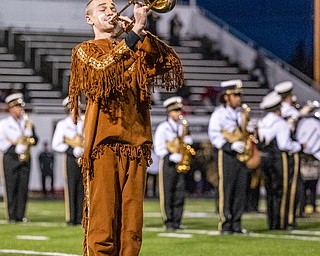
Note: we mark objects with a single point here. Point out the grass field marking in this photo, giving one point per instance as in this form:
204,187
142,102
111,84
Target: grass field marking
35,224
291,237
251,234
36,253
305,232
175,235
43,238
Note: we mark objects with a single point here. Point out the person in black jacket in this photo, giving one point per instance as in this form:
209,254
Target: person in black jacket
17,135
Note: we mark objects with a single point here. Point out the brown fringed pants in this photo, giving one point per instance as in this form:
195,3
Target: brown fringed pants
115,206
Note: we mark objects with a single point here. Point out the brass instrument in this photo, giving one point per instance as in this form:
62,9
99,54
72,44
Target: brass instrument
76,141
25,140
179,146
251,155
160,6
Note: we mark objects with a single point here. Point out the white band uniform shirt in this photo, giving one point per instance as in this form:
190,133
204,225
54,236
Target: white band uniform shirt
73,189
223,117
273,126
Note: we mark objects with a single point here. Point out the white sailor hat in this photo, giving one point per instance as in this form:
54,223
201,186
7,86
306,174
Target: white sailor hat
65,102
284,88
15,99
173,103
271,101
231,86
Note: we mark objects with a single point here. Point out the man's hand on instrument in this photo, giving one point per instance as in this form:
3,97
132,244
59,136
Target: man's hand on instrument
175,157
140,15
238,146
77,152
20,149
188,140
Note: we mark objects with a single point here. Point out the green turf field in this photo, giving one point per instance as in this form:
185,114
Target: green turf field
47,234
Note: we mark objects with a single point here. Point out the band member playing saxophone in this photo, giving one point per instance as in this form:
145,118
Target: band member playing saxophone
68,139
280,152
172,188
17,135
232,173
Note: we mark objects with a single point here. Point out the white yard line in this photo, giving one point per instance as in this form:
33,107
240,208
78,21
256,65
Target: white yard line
37,253
294,235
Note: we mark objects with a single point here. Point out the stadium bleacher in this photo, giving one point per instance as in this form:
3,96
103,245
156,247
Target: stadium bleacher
39,62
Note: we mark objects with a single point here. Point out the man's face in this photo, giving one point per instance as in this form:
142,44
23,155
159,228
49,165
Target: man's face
16,111
233,100
175,115
100,14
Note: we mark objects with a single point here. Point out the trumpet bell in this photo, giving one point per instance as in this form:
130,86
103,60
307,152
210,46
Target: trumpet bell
161,6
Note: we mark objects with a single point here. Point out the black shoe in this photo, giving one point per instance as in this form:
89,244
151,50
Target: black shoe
180,227
241,232
226,232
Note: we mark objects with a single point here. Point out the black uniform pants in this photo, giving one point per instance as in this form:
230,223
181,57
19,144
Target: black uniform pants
172,193
281,181
74,191
233,178
16,175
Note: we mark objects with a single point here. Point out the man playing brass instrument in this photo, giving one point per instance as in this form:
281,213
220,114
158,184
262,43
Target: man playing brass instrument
232,172
68,139
171,182
278,164
117,77
17,135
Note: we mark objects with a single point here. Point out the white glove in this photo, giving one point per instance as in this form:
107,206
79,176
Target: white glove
188,140
238,146
28,132
20,149
175,157
77,151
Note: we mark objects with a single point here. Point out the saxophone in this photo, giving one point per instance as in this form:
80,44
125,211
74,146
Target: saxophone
179,146
25,140
251,156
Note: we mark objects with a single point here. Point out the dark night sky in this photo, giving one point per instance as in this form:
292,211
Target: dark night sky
277,25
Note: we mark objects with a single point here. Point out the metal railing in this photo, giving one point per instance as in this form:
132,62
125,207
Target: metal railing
267,54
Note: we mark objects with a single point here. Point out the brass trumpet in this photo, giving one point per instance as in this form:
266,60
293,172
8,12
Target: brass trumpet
160,6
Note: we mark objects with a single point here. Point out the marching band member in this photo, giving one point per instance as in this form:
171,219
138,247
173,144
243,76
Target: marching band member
17,134
305,129
68,139
117,76
233,174
279,156
292,115
172,188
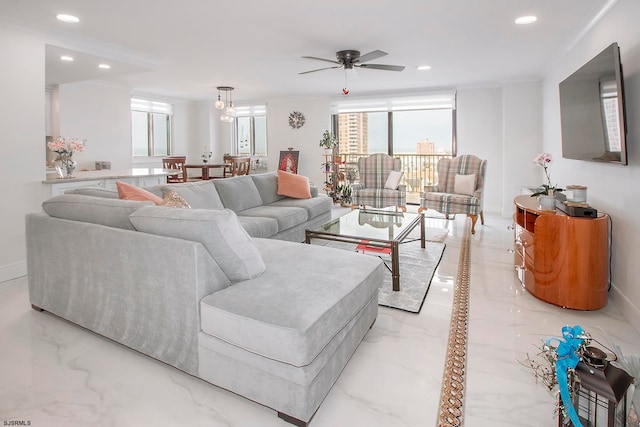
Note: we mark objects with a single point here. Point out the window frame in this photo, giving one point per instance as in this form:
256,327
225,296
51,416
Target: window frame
430,101
252,112
152,109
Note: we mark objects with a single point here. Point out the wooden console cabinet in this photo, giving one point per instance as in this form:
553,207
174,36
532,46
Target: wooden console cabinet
560,259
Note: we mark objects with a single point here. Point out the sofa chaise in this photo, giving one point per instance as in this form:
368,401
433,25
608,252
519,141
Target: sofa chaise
263,318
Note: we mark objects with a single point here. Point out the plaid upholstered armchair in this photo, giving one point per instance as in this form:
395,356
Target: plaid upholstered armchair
374,188
459,189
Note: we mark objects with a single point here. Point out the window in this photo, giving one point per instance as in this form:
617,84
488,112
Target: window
407,125
150,128
420,130
251,130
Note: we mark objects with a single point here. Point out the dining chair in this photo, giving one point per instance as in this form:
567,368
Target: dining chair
237,166
175,163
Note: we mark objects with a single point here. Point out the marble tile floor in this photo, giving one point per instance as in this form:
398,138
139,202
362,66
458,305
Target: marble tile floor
53,373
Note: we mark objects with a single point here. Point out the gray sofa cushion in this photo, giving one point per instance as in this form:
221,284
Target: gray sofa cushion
96,210
288,316
95,192
199,195
259,226
286,217
314,206
238,193
267,185
218,230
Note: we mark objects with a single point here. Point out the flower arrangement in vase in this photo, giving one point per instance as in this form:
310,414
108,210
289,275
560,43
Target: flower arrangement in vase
65,148
206,156
328,142
547,194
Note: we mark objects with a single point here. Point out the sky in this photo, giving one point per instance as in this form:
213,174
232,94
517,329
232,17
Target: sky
410,127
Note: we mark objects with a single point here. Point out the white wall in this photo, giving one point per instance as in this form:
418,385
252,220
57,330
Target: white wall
502,124
305,139
522,136
22,121
611,188
101,114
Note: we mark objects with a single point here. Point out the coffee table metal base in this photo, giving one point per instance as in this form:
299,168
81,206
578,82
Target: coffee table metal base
376,243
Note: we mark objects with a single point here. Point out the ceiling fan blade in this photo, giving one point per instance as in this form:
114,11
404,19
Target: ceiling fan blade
320,69
382,67
374,54
322,59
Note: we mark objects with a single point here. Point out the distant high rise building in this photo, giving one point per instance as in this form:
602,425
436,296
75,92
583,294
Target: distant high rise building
425,147
353,133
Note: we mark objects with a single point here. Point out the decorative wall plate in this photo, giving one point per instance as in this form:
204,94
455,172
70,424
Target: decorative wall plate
296,119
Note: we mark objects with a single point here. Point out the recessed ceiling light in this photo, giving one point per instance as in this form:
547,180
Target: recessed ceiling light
523,20
68,18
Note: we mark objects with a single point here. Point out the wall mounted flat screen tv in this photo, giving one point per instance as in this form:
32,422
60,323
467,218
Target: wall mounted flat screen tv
592,110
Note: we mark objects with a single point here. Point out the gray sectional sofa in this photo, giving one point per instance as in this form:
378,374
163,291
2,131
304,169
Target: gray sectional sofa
202,290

Task objective: Locate the line with "out the ceiling" in the entries above; extract it and every line after it, verbatim.

Task answer:
Note: we mark objects with a single point here. Point out the ceiling fan blade in this photo, giving one point per instance as in this form:
114,11
404,19
Target: ceiling fan blade
320,69
382,67
374,54
322,59
Note: we mark objects with a single point here. Point out the distant high rise building in this photo, giving one point per instance as in this form:
602,425
436,296
75,92
583,294
Target: distant high rise building
425,147
353,133
Note: we mark objects with a single point here. Point out the decorative wall plate in this photo, giving one point per instance as in this form:
204,94
455,172
70,424
Target: decorative wall plate
296,119
Note: we mark objects with a single point here. Point out the recessed ceiling light in this photo, giving one point per instance as in this form:
547,180
Target: recessed ceiling light
523,20
68,18
Note: we mark objects with a single point here. Point out the wall mounted flat screen tv in this photo, giving one point per instance as in this form:
32,422
60,323
467,218
Target: wall mounted flat screen tv
592,110
Note: we mark objects with a single point here. Point out the gray sectional sofa in this photo, giving one point per instance as in this form:
378,374
163,291
2,131
304,169
Target: gray sectional sofa
202,290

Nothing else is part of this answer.